READING TEXT:
####

Light Rail Debate

Former City Council Member Max Nofziger vs. Current City Council Member Daryl Slusher

Light Rail Debate
Illustration by Doug Potter

Rail Will Cost Too Much and Destroy Austin

"Wanna do something about the horrible traffic on the highways? Light rail ain't it. Wanna do something about our ever-dirtier air? Nope, light rail ain't that either."

This revealing statement appeared in The Austin Chronicle July 21, 2000. If it's in the "Chron," we know it must be true! And it is. Light rail in other cities across America has failed to reduce congestion and improve air quality. Light rail removes so few cars from the road that it can't improve air quality. And consider this: During the seven years (at least) that the initial 20 miles is being built, heavy trucks, backhoes, and bulldozers will be pumping tons of the worst pollutants into our already-dirty air. So before rail removes even one car from the road, its construction has created much worse pollution.

Why would we taxpayers want to spend billions on something that will not improve traffic or air quality when those are our community's most immediate needs? As a taxpayer, I want these concerns addressed right now, but light rail "ain't it."

What light rail will do is increase growth and development. The greatest impact of Cap Metro's plan will be to cause the redevelopment of 52 miles of the heart of Austin. The light rail tracks are the signal to developers that here is the place to do their projects. In fact, the City Council will probably offer "Smart Growth" incentives to the developers to further encourage their building along the route. Rail is the means by which the city implements Smart Growth, which means "densification" -- i.e., more people crammed into less space, building up several stories instead of out. Redevelopment along South Congress means that all of those beautiful, unique, funky shops will be replaced by multistoried buildings with retail on the ground floor, offices or apartments above. Who will be able to afford the rents on these new, non-funky, expensive buildings? Starbucks, Gap, Wendy's, etc; the chains are the only ones who can afford those high rents. Light rail is the means by which the national corporate chains will come into South Congress.

The impact on neighborhoods will be just as devastating. Increasing property values will drive up housing costs that are already going through the roof. We will soon see dramatic increases in water and electric rates as new capacity will be required to keep up with rapid growth. Cost-of-living increases will force many people to sell their homes and leave the communities where they've lived for decades, or even generations.

####

Saved data entries:
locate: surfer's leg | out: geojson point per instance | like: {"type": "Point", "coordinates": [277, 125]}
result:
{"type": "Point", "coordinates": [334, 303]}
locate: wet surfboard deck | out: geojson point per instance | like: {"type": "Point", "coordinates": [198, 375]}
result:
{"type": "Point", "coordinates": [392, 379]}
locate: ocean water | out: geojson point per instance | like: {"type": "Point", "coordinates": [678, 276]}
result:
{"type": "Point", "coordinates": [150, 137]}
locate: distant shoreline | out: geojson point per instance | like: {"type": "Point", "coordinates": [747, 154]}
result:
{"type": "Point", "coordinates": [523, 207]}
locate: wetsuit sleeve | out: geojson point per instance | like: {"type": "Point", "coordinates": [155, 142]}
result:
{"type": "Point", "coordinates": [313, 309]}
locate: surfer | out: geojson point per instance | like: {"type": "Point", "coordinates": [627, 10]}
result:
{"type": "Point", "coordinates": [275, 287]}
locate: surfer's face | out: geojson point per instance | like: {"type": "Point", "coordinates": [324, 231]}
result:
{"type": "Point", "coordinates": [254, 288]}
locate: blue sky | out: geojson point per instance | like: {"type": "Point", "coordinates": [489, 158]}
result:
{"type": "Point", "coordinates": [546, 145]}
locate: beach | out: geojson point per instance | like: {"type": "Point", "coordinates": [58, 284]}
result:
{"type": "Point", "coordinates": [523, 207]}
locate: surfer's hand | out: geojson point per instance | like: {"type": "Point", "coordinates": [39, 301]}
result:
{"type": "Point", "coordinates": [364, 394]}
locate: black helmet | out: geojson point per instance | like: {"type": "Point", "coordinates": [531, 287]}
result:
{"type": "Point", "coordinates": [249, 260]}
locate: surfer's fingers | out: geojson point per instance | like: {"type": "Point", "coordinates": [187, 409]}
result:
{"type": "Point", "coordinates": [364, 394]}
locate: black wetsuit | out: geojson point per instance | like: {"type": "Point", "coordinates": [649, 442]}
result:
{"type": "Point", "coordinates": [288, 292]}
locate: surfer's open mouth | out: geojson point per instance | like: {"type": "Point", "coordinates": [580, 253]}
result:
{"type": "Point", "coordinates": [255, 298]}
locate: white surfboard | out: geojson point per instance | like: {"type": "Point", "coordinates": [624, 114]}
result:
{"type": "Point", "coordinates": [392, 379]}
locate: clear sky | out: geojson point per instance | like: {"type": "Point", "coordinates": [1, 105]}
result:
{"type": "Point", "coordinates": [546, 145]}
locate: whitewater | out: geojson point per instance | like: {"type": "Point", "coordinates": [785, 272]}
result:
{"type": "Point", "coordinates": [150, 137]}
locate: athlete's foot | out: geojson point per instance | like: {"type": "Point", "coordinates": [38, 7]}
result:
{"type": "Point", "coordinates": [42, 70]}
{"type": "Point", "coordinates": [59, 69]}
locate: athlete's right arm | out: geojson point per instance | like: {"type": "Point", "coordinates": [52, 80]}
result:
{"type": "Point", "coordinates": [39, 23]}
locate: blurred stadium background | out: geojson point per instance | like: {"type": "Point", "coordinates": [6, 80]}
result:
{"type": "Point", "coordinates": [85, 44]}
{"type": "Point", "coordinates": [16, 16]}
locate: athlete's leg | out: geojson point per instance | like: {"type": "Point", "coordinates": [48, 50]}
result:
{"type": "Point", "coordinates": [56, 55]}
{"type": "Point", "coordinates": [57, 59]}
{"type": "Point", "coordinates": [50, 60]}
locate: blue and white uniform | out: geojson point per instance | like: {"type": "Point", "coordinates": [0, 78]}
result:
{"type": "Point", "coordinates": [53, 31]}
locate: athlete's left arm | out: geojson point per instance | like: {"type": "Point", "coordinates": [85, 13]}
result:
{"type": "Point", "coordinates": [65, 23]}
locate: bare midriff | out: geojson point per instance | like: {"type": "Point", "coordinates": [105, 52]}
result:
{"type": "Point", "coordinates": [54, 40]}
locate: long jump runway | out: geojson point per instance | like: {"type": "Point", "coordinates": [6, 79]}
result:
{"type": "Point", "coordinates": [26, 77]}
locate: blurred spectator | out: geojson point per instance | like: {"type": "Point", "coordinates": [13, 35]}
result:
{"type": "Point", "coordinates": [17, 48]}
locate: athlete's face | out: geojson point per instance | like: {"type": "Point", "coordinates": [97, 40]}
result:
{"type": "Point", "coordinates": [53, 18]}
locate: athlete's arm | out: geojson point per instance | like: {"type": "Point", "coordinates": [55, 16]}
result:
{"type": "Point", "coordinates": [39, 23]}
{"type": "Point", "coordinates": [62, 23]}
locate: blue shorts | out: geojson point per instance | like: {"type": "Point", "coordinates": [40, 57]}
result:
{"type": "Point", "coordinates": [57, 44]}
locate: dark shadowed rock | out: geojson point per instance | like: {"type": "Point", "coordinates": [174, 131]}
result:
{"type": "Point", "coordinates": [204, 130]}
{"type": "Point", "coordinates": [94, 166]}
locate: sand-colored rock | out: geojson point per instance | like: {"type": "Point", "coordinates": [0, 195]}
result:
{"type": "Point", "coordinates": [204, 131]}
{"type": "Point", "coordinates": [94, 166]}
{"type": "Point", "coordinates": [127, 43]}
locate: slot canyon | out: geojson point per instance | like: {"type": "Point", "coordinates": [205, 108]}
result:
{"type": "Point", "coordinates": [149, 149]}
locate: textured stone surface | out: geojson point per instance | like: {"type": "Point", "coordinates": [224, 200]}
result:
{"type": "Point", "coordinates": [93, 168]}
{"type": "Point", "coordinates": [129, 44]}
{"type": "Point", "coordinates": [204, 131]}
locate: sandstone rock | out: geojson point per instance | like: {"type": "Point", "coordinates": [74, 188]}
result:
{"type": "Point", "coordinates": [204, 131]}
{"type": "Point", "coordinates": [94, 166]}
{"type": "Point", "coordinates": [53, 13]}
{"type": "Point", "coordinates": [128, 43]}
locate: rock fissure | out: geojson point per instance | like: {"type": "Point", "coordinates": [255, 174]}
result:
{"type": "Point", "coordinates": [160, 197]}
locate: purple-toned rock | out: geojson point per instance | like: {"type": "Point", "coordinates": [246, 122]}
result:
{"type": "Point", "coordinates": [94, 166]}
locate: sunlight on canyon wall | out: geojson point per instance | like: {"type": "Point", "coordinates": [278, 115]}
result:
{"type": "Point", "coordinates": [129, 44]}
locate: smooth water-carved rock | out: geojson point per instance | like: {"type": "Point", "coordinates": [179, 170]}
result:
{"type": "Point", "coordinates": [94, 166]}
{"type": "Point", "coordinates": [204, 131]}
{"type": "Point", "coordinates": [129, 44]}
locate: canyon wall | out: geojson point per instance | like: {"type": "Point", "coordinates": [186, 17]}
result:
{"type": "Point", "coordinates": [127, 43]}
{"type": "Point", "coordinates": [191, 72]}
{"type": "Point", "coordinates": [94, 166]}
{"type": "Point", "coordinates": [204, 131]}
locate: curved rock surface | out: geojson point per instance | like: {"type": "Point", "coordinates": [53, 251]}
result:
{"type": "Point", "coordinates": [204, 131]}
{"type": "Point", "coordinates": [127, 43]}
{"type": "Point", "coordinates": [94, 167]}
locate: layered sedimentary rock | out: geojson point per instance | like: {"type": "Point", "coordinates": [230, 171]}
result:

####

PROBLEMS AND TASKS:
[1] Answer these questions about the light rail text:
(a) In which publication, and on what date, did the opening quotation appear?
(b) How many miles of the heart of Austin does the text say Cap Metro's plan will cause to be redeveloped?
(c) Which utility rates does the text predict will rise dramatically?
[2] Select every line of the records that contains the string "blurred", treating uppercase and lowercase as different.

EXERCISE ANSWERS:
[1]
(a) The Austin Chronicle, July 21, 2000
(b) 52 miles
(c) Water and electric rates

[2]
locate: blurred stadium background | out: geojson point per instance | like: {"type": "Point", "coordinates": [6, 80]}
locate: blurred spectator | out: geojson point per instance | like: {"type": "Point", "coordinates": [13, 35]}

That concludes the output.